_Provided passage_.
----------

Start abi chapter.

Author: chorman0773

src/abi.md

@@ -1,21 +1,126 @@
 # Application Binary Interface (ABI)
 
-This section documents features that affect the ABI of the compiled output of
-a crate.
+r[abi]
 
-See *[extern functions]* for information on specifying the ABI for exporting
-functions. See *[external blocks]* for information on specifying the ABI for
-linking external libraries.
+## ABI Compatibility
+
+r[abi.compatibility]
+
+r[abi.compatibilty.type]
+Two types, `T` and `U`, can be *abi compatible*.
+
+r[abi.compatibility.equivalence]
+Two types `T` and `U` are *abi compatible* if:
+* They are the same type,
+* `U` is *abi compatible* with `T`, or
+* There exists a type `V`, such that `T` is *abi compatible* with `V` an `V` is *abi compatuble* with `U`,
+
+> [!NOTE]
+> These properties ensure that *abi compatibility* is an equivalence relation.
+
+r[abi.compatibility.integer]
+Two integer types are *abi compatible* if they have the same size and the same signednes
+
+> [!NOTE]
+> In particular, `usize` is *abi compatible* with `uN`, and `isize` is *abi compatible* with `iN` where `N` is the target_pointer_width. 
+> Two integer types with different signedness, such as `u8` and `i8` are not *abi compatible*.
+
+r[abi.compatibility.char]
+The type `char`is *abi compatible* with the type `u32`.

----------

_Set tasks_.
1 – In the ABI chapter, turn the note that begins "In particular, `usize` is" into a short list that keeps its main facts.
2 – Print the part of the ABI chapter between "-See *[extern functions]*" and "be *abi compatible*.", inclusive.

_Records provided_.
----------

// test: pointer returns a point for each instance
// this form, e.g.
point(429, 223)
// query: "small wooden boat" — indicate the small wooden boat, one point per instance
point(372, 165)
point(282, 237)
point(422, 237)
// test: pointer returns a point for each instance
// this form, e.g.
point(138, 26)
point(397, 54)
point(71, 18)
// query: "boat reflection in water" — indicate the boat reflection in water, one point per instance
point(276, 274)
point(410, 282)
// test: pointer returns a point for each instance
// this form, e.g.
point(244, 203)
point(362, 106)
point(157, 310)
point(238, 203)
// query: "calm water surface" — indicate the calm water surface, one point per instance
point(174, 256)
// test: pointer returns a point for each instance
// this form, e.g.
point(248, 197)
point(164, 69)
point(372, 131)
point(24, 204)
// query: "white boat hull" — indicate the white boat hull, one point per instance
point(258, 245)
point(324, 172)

----------

_Results of the exercise_.
1 –
- `usize` is abi compatible with `uN`.
- `isize` is abi compatible with `iN`.
- `N` is the target_pointer_width.
- Integer types with different signedness, such as `u8` and `i8`, are not abi compatible.

2 –
-See *[extern functions]* for information on specifying the ABI for exporting
-functions. See *[external blocks]* for information on specifying the ABI for
-linking external libraries.
+## ABI Compatibility
+
+r[abi.compatibility]
+
+r[abi.compatibilty.type]
+Two types, `T` and `U`, can be *abi compatible*.